[Dataset entries]
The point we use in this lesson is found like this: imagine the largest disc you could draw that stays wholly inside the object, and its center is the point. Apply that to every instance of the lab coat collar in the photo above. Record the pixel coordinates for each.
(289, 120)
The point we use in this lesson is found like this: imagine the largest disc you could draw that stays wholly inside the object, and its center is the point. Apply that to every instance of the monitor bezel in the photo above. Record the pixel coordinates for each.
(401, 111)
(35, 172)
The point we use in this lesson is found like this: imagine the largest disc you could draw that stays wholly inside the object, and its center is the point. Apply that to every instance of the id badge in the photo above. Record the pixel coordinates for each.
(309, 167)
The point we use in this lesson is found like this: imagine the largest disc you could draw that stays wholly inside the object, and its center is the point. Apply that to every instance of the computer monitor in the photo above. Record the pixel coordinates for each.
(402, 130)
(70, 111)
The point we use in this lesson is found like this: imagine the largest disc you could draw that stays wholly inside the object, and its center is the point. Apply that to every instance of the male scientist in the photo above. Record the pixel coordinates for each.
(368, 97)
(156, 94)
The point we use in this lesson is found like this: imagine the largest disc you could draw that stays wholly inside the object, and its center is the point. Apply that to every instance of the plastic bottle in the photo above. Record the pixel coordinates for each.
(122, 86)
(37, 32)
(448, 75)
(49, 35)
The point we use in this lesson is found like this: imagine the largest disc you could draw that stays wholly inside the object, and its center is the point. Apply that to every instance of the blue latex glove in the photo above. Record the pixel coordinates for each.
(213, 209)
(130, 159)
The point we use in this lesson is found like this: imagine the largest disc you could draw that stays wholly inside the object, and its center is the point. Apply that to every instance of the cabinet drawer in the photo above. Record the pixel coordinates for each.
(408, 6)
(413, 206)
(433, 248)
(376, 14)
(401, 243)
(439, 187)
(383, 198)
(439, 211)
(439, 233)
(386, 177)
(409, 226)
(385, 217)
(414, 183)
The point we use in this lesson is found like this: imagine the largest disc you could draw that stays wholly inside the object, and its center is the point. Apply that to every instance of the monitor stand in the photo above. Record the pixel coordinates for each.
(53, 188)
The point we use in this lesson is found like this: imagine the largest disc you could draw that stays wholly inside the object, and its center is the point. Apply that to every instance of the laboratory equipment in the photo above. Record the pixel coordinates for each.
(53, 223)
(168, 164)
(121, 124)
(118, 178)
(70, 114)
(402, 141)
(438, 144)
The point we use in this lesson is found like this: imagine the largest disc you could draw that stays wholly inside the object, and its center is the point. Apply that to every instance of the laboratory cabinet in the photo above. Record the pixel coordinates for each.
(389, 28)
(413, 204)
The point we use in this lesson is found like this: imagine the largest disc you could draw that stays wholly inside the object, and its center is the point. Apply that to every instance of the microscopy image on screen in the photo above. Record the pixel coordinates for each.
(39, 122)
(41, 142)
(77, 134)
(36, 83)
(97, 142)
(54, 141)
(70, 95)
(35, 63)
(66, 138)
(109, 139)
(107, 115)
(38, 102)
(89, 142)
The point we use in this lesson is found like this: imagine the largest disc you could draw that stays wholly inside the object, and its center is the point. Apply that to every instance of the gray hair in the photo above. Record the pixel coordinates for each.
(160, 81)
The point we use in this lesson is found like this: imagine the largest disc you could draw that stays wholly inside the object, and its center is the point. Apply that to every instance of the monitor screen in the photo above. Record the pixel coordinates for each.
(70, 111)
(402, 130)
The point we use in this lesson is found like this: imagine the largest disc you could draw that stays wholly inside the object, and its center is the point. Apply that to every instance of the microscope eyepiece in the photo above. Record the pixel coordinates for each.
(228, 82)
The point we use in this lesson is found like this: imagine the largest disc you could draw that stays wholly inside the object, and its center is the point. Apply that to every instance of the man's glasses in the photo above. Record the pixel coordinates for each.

## Exercise goal
Reproduce the records above exactly, character for character.

## Task result
The point we use in this lesson is found like this: imagine the largest disc you could draw that stays wholly inside the object, and its center is the point. Apply that to every instance of the lab coat collar in the photo above. Record the pixel coordinates for each.
(289, 120)
The point we use in this lesson is found like this: imagine the largest disc you could draw that stays wholly inside the object, and its center is the point. Apply that to every instance of the monitor bezel in the photo above. Record the pixel coordinates for each.
(401, 111)
(35, 172)
The point we use in this lesson is found like this: imagine the largest disc you could draw that stays wholly inside the object, and its center is the point. Apply that to every instance of the id badge in the photo above. Record the pixel coordinates for each.
(309, 167)
The point we use in this lesson is found like this: imagine the largest disc you could draw that stays wholly inside the object, and its center is the point. Apply that to every instance of the computer monitor in the photo above. Record the pixel coordinates for each.
(402, 130)
(70, 111)
The point we use in this lesson is found like this: imagine the largest disc you could draw that stays wholly inside the object, and its center is the point. Apply that to every instance of the male scientist in the photo above. Record the pixel coordinates for each.
(368, 97)
(156, 94)
The point we use in this lesson is found like this: imagine the largest disc you could draw that stays wholly inside the object, and its center is the point. Apply that to every instance of the plastic bottle in the photo above. Record the pixel coordinates for each.
(122, 86)
(37, 32)
(448, 75)
(49, 35)
The point we use in this lesson is found like this: imagine the largest disc you could draw that stays wholly inside the object, and its center is the point. Apply that to every instance of the blue latex glove in the photo above. Record the pixel coordinates for each.
(213, 209)
(130, 159)
The point we use in this lesson is found like this: imagine the largest disc you could draw that stays wholly inside the object, and its center is the point. Apply that to every instance of the cabinet drawer in the photo above. Record the pixel coordinates for each.
(408, 6)
(413, 206)
(433, 248)
(376, 14)
(401, 243)
(439, 187)
(383, 198)
(439, 211)
(439, 233)
(386, 177)
(409, 226)
(385, 217)
(414, 183)
The point we use in this lesson is found like this: imagine the largest disc you could draw that stays wholly inside the object, and its center is the point. Apply that to every instance of the monitor stand in the photo above. Record the pixel coordinates for each.
(53, 188)
The point we use in this lesson is found like this: imagine the largest disc you could draw that stays wholly inside the object, and its center is the point. Apply that to every instance of the laboratory equipment in the photo above. Record the pixel coordinates for each.
(53, 223)
(168, 164)
(121, 124)
(118, 178)
(70, 114)
(402, 141)
(438, 144)
The point we use in this lesson is found like this: imagine the largest disc you could draw that stays wholly inside the object, and its center is the point. Apply that to every instance of the laboratory cabinet in the photo above. Record the pixel coordinates for each.
(389, 28)
(413, 204)
The point we use in this lesson is found like this: imagine the largest disc you could draw that stays wholly inside the object, and its center is the point. Apply that to every instance of the microscopy image on screen in the photo above. Record the pixel coordinates for each.
(39, 122)
(41, 142)
(77, 134)
(36, 83)
(97, 142)
(54, 141)
(70, 95)
(35, 63)
(66, 138)
(109, 139)
(107, 115)
(38, 102)
(89, 142)
The point we use in this lesson is found like this: imagine the largest disc you could draw that stays wholly inside the object, and its center is the point. Apply that to every instance of the gray hair in the photo above. Record the pixel coordinates for each.
(160, 81)
The point we use in this lesson is found like this: imagine the largest disc you could draw that stays wholly inside the object, and its center is the point. Apply that to every instance of the monitor screen in the photo above. Record the pixel coordinates for each.
(70, 111)
(402, 130)
The point we use in this lesson is found like this: imagine the largest disc you could draw that stays wholly inside the object, and its center is the point. Apply that to every instance of the microscope eyepiece in the photo above. Record the pixel coordinates for each.
(228, 82)
The point we use in this lesson is found like this: imagine the largest disc you could draw that stays wholly inside the object, and its center is the point. Apply that to every instance of the man's glasses in the photo above. Record the pixel coordinates for each.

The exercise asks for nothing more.